---------- QUOTED PASSAGE

Here is a word cloud generated from my papers over the last two years. It does a decent job explaining the kind of work I do and the kinds of techniques I prefer.


Science

I am interested in developing wide spread predictive power in biology and bioengineering. I want to leverage the rapid technical advances in genomic sequencing, systems, and synthetic biology to develop the kind of far reaching predictive power seen only in physics today. This necessarily involves working at the intersection of two traditionally disparate fields: theoretical/computational biology and experimental molecular biology.

To that end, I generally use a biophysical approach to complement bioinformatic, genomic, and other computational tools to understand organismal evolutionary constraints at the molecular level. Into the future, I would like to use this new found predictive power to technological ends.

Software
In addition to my scientific research interests, I am interested in scientific software development. My language base covers Python, R, Bash, and C++ as well as some intermittent Mathematica, Matlab, and Tcl/Tk. In addition, the Wilke lab maintains a public git repository of the one-off tools we've produced for various projects... https://github.com/clauswilke/WilkeLabProteinEvolutionToolbox. Beware, it is not a complete listing of all the scripts we've produced. We also have a tutorials page that covers some of the basics... http://wilke.openwetware.org/Tutorials.html. I have yet to fill out the structural biology segments, but that will happen eventually.

If there is any piece of software that seems related to what we do but is not in the repository I may have it laying around;
don't be afraid to ask.

Current Work


Geometrical constraints predict adaptive evolution in influenza hemagglutinin

I am currently writing this manuscript and I will post figures as they are completed.

Identifying evolutionary constraints with a biochemically meaningful protein model
This work is detailed in a manuscript currently under review at Science. I will post more details here as it becomes possible.

Past Work in the Wilke Lab

Predicting viral evolution
By combining techniques from bioinformatics, statistical mechanics, biochemistry, molecular biology, and genetics it may be possible to predict
the path of viral escape from host challenges. To accomplish this we can narrow the field of possible mutations with evolutionary intuition and bioinformatics, build a data set for training an in silico evolutionary algorithm, and test our resulting predictions experimentally.

Our first foray into the field is to use steered molecular dynamics to pull apart the two proteins in a complex several dozens times and calculate the force that was required to successful separate the complex.

The curve is generated with an anchored receptor and a force applied to the viral spike protein in our test system. The plot shows the average interpolated force over the replicas with p-value for difference in maximum force in the bottom left. This work combines folks from Wilke, Ellington, and Sawyer lab.

--------------------

■ **QUESTIONS**
a – Repeat a passage of the research page word for word, starting with "Our first foray" and going on through "separate the complex.".
b – Carry on the research page from its final sentence.
The listing that comes next is separate from the research page.

---------- RECORD SET

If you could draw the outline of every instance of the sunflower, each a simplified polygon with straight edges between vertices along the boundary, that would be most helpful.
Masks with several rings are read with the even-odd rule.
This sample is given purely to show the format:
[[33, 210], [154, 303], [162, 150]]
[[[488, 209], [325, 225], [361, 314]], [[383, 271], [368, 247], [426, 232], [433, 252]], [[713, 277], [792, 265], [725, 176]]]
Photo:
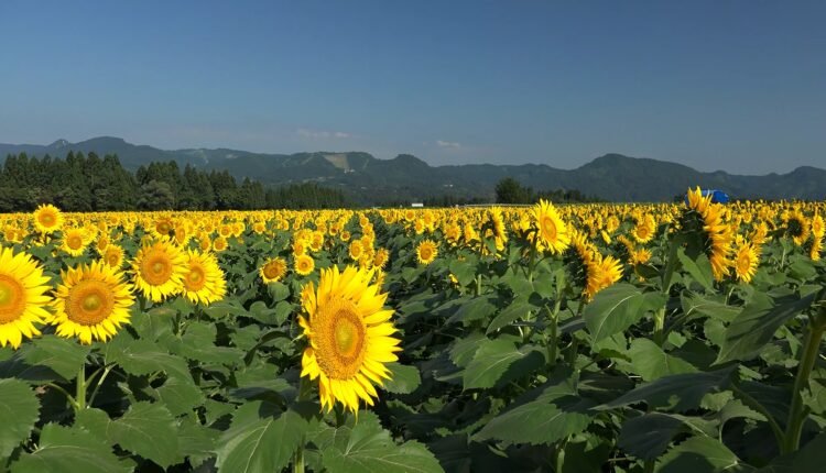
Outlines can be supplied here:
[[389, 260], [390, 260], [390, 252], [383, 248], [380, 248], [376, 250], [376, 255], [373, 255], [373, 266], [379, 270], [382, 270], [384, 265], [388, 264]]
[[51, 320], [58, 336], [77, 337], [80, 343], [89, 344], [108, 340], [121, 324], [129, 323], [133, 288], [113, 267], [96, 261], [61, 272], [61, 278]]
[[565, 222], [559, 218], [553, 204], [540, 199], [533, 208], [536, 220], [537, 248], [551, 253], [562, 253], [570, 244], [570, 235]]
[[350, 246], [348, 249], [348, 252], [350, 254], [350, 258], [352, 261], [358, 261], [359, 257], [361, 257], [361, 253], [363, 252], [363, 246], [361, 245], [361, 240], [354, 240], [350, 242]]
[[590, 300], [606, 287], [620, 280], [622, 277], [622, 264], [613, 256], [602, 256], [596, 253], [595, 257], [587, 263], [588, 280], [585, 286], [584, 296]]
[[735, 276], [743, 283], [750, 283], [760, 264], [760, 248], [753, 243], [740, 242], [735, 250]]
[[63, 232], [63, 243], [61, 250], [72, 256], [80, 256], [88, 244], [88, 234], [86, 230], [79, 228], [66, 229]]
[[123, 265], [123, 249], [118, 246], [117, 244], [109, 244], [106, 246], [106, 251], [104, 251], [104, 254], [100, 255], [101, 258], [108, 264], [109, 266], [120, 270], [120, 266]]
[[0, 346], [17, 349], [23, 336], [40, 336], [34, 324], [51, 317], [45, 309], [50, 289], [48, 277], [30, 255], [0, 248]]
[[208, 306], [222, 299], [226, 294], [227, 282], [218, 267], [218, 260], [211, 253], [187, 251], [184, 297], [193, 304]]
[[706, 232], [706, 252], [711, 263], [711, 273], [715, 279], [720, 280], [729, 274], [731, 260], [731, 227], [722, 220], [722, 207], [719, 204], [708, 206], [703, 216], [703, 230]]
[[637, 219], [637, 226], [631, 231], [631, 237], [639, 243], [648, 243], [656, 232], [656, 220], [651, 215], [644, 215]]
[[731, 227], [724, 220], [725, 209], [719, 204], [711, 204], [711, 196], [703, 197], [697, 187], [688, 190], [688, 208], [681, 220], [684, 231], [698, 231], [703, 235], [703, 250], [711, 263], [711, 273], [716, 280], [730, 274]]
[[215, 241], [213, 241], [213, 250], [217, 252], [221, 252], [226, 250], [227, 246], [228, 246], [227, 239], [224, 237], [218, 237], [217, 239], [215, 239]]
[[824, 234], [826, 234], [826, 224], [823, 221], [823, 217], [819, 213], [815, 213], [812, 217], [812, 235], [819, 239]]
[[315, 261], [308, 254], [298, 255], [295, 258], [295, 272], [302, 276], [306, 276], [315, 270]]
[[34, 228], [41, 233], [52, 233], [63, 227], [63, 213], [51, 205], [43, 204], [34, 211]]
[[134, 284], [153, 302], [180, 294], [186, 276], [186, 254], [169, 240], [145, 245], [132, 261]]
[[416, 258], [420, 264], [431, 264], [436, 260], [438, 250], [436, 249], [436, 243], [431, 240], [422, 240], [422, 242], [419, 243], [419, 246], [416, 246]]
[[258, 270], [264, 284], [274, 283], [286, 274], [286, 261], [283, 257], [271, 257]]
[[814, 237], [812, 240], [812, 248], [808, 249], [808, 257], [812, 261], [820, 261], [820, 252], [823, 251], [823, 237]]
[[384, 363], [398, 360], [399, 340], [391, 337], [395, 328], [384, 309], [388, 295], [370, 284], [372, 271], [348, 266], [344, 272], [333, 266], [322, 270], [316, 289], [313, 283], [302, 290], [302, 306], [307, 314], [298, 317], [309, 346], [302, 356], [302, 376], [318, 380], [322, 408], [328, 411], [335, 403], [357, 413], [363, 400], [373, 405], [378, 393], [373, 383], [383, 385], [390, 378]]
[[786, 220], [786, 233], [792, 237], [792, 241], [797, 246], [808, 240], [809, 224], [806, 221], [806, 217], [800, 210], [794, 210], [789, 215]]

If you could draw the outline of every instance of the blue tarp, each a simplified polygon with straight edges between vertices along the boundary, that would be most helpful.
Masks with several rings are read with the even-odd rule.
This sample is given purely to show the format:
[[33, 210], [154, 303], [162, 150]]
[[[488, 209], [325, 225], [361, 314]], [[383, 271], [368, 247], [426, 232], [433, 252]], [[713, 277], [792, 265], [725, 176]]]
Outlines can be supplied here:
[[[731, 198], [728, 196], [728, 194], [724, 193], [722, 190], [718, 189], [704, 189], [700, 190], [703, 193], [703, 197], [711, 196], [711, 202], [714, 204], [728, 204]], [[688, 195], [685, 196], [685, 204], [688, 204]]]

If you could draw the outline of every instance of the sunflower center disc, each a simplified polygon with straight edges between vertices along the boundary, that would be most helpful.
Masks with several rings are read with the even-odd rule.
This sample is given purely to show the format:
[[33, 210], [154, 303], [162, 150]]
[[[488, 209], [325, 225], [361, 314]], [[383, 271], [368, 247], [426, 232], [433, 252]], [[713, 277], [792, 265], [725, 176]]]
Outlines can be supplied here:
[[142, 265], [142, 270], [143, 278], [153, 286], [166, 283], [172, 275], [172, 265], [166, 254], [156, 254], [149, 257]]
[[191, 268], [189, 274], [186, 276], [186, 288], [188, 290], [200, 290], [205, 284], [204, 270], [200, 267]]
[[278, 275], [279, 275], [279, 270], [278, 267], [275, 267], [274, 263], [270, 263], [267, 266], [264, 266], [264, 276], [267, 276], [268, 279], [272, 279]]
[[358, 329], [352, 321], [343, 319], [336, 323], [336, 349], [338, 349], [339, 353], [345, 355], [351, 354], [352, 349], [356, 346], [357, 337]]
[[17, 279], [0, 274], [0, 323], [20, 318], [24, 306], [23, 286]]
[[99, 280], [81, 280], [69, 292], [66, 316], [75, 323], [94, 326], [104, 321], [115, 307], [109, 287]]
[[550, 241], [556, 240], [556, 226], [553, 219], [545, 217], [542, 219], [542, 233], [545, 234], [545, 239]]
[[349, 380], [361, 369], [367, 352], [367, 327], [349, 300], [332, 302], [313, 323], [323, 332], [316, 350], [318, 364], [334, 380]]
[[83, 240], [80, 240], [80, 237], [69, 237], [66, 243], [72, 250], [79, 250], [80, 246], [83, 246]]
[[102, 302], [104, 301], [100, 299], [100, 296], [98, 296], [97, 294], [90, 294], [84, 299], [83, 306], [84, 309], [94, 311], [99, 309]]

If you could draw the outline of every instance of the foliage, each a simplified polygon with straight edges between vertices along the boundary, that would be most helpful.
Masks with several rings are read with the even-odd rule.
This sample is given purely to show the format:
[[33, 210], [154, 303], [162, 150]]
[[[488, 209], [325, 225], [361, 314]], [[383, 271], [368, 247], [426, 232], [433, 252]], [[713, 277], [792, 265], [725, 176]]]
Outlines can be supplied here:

--------------------

■ **RESPONSES**
a –
Our first foray into the field is to use steered molecular dynamics to pull apart the two proteins in a complex several dozens times and calculate the force that was required to successful separate the complex.

b –
This article has been published in PeerJ and is available here.


Biophysical constraints on protein coding sequence evolution
On a whole genome scale, a direct correlation between relative solvent accessibility (RSA) of sites (amino acids) in proteins and the rate of evolution (measured as rate of non-synonymous versus synonymous substitutions) at that site was established previously here, providing a reasonable model for (relatively) neutral mutations.

Fitting the rate versus RSA curve one can find sites that differ significantly from neutrality, then, compare the predictions to the current state-of-the-art methods for functional predictions. Results from this work was published in two separate articles appearing here in Molecular Biology and Evolution and here in Philosophical Transactions of the Royal Society B.

Red points represent amino acid sites identified in other studies of Hemagglutinin H1. Points that do not fall between show significant deviation from neutrality. Sites above the dashed line in the preceding plots.

Past Work in the Barrick Lab

Population evolutionary simulator
Written in C++, bpopsim, has the ability to output several useful statistics regarding organismal evolution. It may be reasonable to compare this to something like the relative frequency of simultaneously sweeping mutations in a laboratory evolution experiment.

Below are some preliminary results from my test runs with bpopsim. The genotype frequencies plot was assembled and plotted in R.

Blue tones show the line of descent to the final dominant genotype. Gray tones represents all lineages that died out.

Past Work in the Sutton Lab

My master's work, in structural biology, was completed in the lab of Dr. Bryan Sutton at Texas Tech University Health Sciences Center in Lubbock, TX. I crystallized several novel constructs of the human proteins Synaptotagmin-1 and Dysferlin; I also used fluorescence spectroscopy to measure the potential for calcium binding of each domain in the proteins.